◆ WHAT YOU WILL DO
Print the entries once more, unchanged.
[Start of section]
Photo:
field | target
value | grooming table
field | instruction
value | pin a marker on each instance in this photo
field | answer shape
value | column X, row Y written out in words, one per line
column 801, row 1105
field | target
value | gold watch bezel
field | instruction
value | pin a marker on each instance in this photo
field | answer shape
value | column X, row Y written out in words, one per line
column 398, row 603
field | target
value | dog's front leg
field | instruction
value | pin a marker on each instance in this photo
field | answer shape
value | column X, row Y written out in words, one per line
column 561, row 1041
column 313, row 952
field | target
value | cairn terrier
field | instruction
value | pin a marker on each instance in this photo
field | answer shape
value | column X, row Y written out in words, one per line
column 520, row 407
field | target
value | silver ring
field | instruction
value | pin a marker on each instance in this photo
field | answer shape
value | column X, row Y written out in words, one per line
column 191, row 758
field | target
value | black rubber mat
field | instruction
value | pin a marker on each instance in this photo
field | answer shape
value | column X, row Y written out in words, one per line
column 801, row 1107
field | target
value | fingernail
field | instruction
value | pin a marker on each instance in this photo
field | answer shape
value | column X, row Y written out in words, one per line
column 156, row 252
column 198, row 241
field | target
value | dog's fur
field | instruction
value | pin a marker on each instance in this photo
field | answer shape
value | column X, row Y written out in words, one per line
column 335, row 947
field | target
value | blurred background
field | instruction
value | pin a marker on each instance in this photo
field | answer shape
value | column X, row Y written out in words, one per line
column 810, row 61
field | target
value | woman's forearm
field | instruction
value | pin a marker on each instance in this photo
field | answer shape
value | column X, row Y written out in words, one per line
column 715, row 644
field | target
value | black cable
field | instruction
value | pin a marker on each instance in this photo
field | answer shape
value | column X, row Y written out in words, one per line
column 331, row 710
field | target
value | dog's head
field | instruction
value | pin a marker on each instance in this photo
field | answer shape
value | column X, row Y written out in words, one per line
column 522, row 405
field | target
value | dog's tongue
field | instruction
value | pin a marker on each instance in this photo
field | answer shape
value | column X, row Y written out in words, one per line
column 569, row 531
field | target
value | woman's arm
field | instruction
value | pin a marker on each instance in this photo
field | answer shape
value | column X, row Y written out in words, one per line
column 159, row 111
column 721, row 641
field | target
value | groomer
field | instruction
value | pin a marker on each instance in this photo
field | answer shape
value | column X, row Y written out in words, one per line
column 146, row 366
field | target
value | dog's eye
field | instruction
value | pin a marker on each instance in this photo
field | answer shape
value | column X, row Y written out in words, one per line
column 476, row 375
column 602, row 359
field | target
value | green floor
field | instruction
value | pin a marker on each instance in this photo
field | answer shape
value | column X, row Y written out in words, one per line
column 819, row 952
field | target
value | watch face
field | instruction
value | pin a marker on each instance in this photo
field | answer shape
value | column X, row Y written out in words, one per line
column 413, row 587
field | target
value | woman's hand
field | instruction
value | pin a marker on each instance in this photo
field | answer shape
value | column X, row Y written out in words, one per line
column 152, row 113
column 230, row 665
[End of section]
◆ RESPONSE AREA
Photo:
field | target
value | grooming table
field | instruction
value | pin a marker on each instance in this photo
field | answer shape
value | column X, row Y written out in words, one per line
column 801, row 1105
field | target
value | gold watch bezel
field | instruction
value | pin a marker on each instance in this photo
field | answer shape
value | column X, row Y written out in words, one per line
column 398, row 603
field | target
value | dog's front leg
field | instruction
value | pin a marker on each instance in this photo
field | answer shape
value | column X, row Y written out in words, one per line
column 561, row 1041
column 313, row 952
field | target
value | cairn terrier
field | instruction
value | pin a marker on each instance in this photo
field | answer shape
value | column X, row Y written out in words, one per line
column 520, row 407
field | target
value | silver ring
field | instruction
value | pin a marker on each instance in this photo
field | answer shape
value | column X, row Y written out in words, one per line
column 191, row 758
field | target
value | black rubber mat
field | instruction
value | pin a marker on each instance in this photo
field | answer shape
value | column X, row Y written out in words, one per line
column 801, row 1107
field | target
value | fingernail
field | instruction
value | pin a marker on each instance in this photo
field | answer shape
value | column X, row Y written out in words, one per line
column 156, row 252
column 198, row 241
field | target
value | dog's fur
field | instruction
value | pin a marker on each instance in this photo
field | answer shape
value | column X, row Y written out in words, one per line
column 335, row 947
field | target
value | blurred background
field | instruction
value | pin a marker on each instance in this photo
field | answer shape
value | column X, row Y written out in words, one per line
column 810, row 61
field | target
value | woman's forearm
field | instruction
value | pin a marker on each instance in this photo
field | answer shape
value | column X, row Y written out in words, one per line
column 715, row 644
field | target
value | black cable
field | instruction
value | pin a marker on each instance in this photo
field | answer shape
value | column X, row Y written out in words, one per line
column 331, row 710
field | target
value | dog's head
field | instruction
value | pin a marker on each instance in this photo
field | answer shape
value | column X, row Y written out in words, one per line
column 522, row 405
field | target
value | dog's tongue
field | instruction
value | pin a marker on each instance in this photo
field | answer shape
value | column X, row Y written out in words, one per line
column 569, row 531
field | target
value | woman's arm
field | instruction
value | pin a marker on each instance in this photo
field | answer shape
value | column X, row Y written out in words, one per line
column 159, row 111
column 721, row 641
field | target
value | groomer
field | instruction
value | pin a marker on each instance in this photo
field | answer shape
value | column X, row Y written out in words, one per line
column 146, row 366
field | target
value | dog's eye
field | instruction
value | pin a marker on each instance in this photo
field | answer shape
value | column X, row Y written out in words, one per line
column 476, row 375
column 602, row 359
field | target
value | green floor
field | instruction
value | pin a marker on each instance in this photo
field | answer shape
value | column X, row Y written out in words, one per line
column 819, row 952
field | target
value | watch face
field | instruction
value | pin a marker on each instance in this photo
field | answer shape
value | column X, row Y written out in words, one per line
column 413, row 587
field | target
value | woman's hand
field | instruction
value | pin a marker on each instance in this photo
field | answer shape
value | column X, row Y written out in words, one per line
column 152, row 113
column 230, row 665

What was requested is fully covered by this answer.